STATED GOAL => Reproduce these lines, changing every "outline" to "contour" and leaving everything else unchanged.

⁂

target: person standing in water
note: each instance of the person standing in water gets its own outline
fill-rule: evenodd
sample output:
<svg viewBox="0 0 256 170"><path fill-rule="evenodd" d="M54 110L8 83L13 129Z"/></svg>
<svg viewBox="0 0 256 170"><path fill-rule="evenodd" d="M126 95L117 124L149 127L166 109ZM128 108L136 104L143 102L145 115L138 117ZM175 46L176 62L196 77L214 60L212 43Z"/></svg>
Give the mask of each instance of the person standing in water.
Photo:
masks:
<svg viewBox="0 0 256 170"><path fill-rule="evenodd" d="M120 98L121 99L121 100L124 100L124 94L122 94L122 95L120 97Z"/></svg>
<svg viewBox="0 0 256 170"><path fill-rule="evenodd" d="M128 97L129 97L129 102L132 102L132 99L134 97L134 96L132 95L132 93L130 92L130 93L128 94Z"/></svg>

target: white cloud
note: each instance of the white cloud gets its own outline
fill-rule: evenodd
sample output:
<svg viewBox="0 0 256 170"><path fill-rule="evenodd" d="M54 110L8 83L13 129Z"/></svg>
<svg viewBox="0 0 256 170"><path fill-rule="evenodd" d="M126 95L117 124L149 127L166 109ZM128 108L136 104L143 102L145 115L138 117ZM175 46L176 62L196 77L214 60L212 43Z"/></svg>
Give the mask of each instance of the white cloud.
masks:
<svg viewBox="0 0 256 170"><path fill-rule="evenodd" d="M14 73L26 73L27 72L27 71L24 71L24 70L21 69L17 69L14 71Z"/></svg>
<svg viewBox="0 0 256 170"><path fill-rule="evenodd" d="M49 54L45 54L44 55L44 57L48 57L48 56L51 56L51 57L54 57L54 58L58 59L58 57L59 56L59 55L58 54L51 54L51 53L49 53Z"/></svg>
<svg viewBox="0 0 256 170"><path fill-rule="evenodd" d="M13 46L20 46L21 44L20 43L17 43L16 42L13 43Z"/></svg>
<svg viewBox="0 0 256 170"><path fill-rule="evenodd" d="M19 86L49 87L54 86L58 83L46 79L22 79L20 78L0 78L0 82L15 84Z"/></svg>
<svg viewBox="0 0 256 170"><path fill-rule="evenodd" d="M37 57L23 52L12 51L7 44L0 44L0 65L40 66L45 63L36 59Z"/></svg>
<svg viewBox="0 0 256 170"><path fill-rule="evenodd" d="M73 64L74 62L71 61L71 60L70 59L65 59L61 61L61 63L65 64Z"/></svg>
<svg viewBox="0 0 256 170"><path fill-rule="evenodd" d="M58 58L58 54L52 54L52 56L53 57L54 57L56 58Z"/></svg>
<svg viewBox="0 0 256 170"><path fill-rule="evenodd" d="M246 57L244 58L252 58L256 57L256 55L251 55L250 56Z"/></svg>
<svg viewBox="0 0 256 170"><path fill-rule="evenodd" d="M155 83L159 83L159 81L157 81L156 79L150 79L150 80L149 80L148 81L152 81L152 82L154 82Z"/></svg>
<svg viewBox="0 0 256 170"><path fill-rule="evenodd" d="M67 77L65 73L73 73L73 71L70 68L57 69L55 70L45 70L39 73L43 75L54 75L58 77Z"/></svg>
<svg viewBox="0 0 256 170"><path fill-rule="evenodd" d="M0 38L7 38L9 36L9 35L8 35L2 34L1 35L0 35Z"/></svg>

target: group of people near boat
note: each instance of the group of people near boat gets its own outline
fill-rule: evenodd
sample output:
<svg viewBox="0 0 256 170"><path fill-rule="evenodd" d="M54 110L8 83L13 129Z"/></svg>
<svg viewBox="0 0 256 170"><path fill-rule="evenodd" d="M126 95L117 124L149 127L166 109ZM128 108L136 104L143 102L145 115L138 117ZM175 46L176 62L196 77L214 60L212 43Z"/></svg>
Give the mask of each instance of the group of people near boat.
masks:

⁂

SOLUTION FOR THIS PROBLEM =>
target: person standing in water
note: each instance of the person standing in water gets its own contour
fill-rule: evenodd
sample output:
<svg viewBox="0 0 256 170"><path fill-rule="evenodd" d="M54 110L8 83L13 129Z"/></svg>
<svg viewBox="0 0 256 170"><path fill-rule="evenodd" d="M126 95L117 124L149 127L166 109ZM128 108L136 104L143 102L145 115L138 117ZM175 46L176 62L196 77L214 60L212 43Z"/></svg>
Give the mask of each instance of the person standing in water.
Photo:
masks:
<svg viewBox="0 0 256 170"><path fill-rule="evenodd" d="M120 98L121 99L121 100L124 100L124 94L122 94L122 95L120 97Z"/></svg>
<svg viewBox="0 0 256 170"><path fill-rule="evenodd" d="M128 97L129 97L129 102L132 102L132 99L134 97L134 96L132 95L132 93L130 92L130 93L128 94Z"/></svg>

target: white cloud
note: each instance of the white cloud gets its own contour
fill-rule: evenodd
sample output:
<svg viewBox="0 0 256 170"><path fill-rule="evenodd" d="M54 110L8 83L13 129Z"/></svg>
<svg viewBox="0 0 256 170"><path fill-rule="evenodd" d="M126 95L117 124L149 127L166 109ZM128 108L136 104L143 102L145 115L138 117ZM175 46L176 62L196 77L214 60L212 43Z"/></svg>
Give the mask of each instance of the white cloud.
masks:
<svg viewBox="0 0 256 170"><path fill-rule="evenodd" d="M14 73L26 73L27 72L27 71L24 71L24 70L21 69L17 69L14 71Z"/></svg>
<svg viewBox="0 0 256 170"><path fill-rule="evenodd" d="M49 54L45 54L44 55L44 57L48 57L48 56L51 56L51 57L54 57L54 58L58 59L58 57L59 56L59 55L58 54L51 54L51 53L49 53Z"/></svg>
<svg viewBox="0 0 256 170"><path fill-rule="evenodd" d="M13 46L20 46L21 44L20 43L17 43L16 42L13 43Z"/></svg>
<svg viewBox="0 0 256 170"><path fill-rule="evenodd" d="M19 86L49 87L54 86L58 83L46 79L22 79L20 78L0 78L0 82L15 84Z"/></svg>
<svg viewBox="0 0 256 170"><path fill-rule="evenodd" d="M37 57L23 52L12 51L7 44L0 44L0 65L40 66L45 63L36 59Z"/></svg>
<svg viewBox="0 0 256 170"><path fill-rule="evenodd" d="M73 64L74 62L71 61L71 60L70 59L65 59L61 61L61 63L65 64Z"/></svg>
<svg viewBox="0 0 256 170"><path fill-rule="evenodd" d="M58 58L58 54L52 54L52 56L53 57L54 57L56 58Z"/></svg>
<svg viewBox="0 0 256 170"><path fill-rule="evenodd" d="M246 57L244 58L252 58L256 57L256 55L251 55L250 56Z"/></svg>
<svg viewBox="0 0 256 170"><path fill-rule="evenodd" d="M155 83L159 83L159 81L157 81L156 79L150 79L150 80L149 80L148 81L152 81L152 82L154 82Z"/></svg>
<svg viewBox="0 0 256 170"><path fill-rule="evenodd" d="M67 77L65 73L73 73L73 71L70 68L57 69L55 70L45 70L39 73L43 75L54 75L58 77Z"/></svg>
<svg viewBox="0 0 256 170"><path fill-rule="evenodd" d="M0 38L7 38L9 36L9 35L8 35L2 34L1 35L0 35Z"/></svg>

target: group of people near boat
note: each instance of the group of people near boat gets its own contour
fill-rule: evenodd
sample output:
<svg viewBox="0 0 256 170"><path fill-rule="evenodd" d="M54 110L8 83L13 129Z"/></svg>
<svg viewBox="0 0 256 170"><path fill-rule="evenodd" d="M126 95L117 124L149 127L166 109ZM128 108L136 104L143 102L145 115L138 117ZM175 46L176 62L196 77L214 60L212 43Z"/></svg>
Give the mask of each instance of the group of people near boat.
masks:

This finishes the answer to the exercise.